--- TASK ---
Copy every line of the material below word for word.

--- EXTRACTED MATERIAL ---
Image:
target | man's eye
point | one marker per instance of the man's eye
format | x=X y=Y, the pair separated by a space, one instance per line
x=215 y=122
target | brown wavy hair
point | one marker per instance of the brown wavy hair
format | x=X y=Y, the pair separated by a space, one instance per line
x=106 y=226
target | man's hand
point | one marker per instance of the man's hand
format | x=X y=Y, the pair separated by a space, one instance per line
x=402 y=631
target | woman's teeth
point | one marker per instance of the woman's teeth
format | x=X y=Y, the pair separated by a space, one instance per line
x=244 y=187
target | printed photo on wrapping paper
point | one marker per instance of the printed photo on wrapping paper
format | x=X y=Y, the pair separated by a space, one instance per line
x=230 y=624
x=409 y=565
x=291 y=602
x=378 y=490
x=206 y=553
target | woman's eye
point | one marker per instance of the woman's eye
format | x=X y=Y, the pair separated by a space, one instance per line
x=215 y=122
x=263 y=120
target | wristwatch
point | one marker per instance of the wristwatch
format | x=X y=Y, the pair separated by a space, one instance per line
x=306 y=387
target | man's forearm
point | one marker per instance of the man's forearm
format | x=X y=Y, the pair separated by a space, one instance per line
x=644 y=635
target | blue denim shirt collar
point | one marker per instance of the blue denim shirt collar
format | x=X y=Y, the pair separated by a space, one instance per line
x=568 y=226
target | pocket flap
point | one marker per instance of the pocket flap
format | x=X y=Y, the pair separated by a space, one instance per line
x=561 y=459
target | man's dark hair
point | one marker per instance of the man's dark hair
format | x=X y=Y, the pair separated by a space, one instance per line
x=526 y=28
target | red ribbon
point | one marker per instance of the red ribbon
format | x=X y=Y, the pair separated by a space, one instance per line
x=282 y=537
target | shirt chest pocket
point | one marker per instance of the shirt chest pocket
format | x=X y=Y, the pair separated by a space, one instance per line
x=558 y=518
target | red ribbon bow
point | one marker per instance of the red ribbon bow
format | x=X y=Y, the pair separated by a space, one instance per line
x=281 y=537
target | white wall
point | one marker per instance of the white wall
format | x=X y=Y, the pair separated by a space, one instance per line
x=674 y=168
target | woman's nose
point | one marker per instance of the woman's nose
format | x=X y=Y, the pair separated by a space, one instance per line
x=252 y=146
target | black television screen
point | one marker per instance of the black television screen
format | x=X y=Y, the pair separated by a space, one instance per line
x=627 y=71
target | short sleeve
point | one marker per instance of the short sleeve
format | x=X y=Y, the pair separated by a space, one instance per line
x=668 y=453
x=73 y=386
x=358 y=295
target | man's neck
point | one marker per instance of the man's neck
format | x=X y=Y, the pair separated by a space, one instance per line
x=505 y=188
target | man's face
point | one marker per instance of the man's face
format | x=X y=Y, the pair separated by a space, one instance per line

--- COMPLETED EXERCISE ---
Image:
target | man's eye
point | one marker per instance of the man's eye
format | x=X y=Y, the pair separated by a space, one instance per line
x=215 y=122
target | brown wavy hair
point | one marker per instance of the brown wavy hair
format | x=X y=Y, the pair separated by a space, one instance per line
x=106 y=226
target | man's hand
point | one marker per instance of the man's hand
format | x=X y=Y, the pair separated by a space, one instance per line
x=402 y=631
target | woman's teeth
point | one marker per instance of the woman's teeth
format | x=X y=Y, the pair separated by a space, one instance per line
x=244 y=187
target | printed photo on wrapping paper
point | one marker per instance of the printed photo on wrapping paper
format | x=X y=Y, the pair separated by a space, one instance per line
x=230 y=624
x=409 y=565
x=291 y=602
x=378 y=490
x=206 y=553
target | woman's eye
point | one marker per instance of the woman's eye
format | x=X y=Y, the pair separated by a space, one instance per line
x=215 y=122
x=263 y=120
target | wristwatch
point | one marker per instance of the wristwatch
format | x=X y=Y, the pair separated by a space, one instance per line
x=306 y=387
target | man's forearm
point | one marker per instance of the man's forearm
format | x=X y=Y, the pair separated by a space, one instance per line
x=644 y=635
target | blue denim shirt collar
point | one marker per instance of the blue denim shirt collar
format | x=X y=Y, the pair separated by a space, one instance per line
x=568 y=226
target | pocket flap
point | one marker per instance of the pocket flap
format | x=X y=Y, the pair separated by a space, one instance per line
x=561 y=459
target | man's dark hair
point | one marker per instance of the man's dark hair
format | x=X y=Y, the pair separated by a space, one instance per line
x=526 y=28
target | red ribbon
point | one marker per instance of the red ribbon
format | x=X y=Y, the pair separated by a space, one instance per line
x=282 y=537
target | shirt chest pocket
point | one marker per instance of the shirt chest pocket
format | x=X y=Y, the pair separated by a space, one instance per line
x=558 y=518
target | red ribbon bow
point | one marker per instance of the red ribbon bow
format | x=X y=Y, the pair separated by a space, one instance per line
x=281 y=537
target | white wall
point | one marker per instance of the white wall
format | x=X y=Y, the pair separated by a space, one instance per line
x=674 y=168
target | woman's nose
point | one marker per instance of the woman's nose
format | x=X y=Y, the pair separated by a space, one instance per line
x=252 y=146
target | black television screen
point | one marker per instance of the black television screen
format | x=X y=Y, the pair separated by a space, one instance per line
x=627 y=71
target | short sleeve
point | one marker per instance of the short sleeve
format | x=X y=Y, the pair separated by a space, one instance per line
x=668 y=453
x=73 y=386
x=358 y=295
target | man's neck
point | one marker per instance of the man's neck
format | x=X y=Y, the pair separated by a space, one instance per line
x=505 y=188
target | man's face
point | one marker per instance of the man's face
format | x=X y=Y, the pair separated by a space, one instance per line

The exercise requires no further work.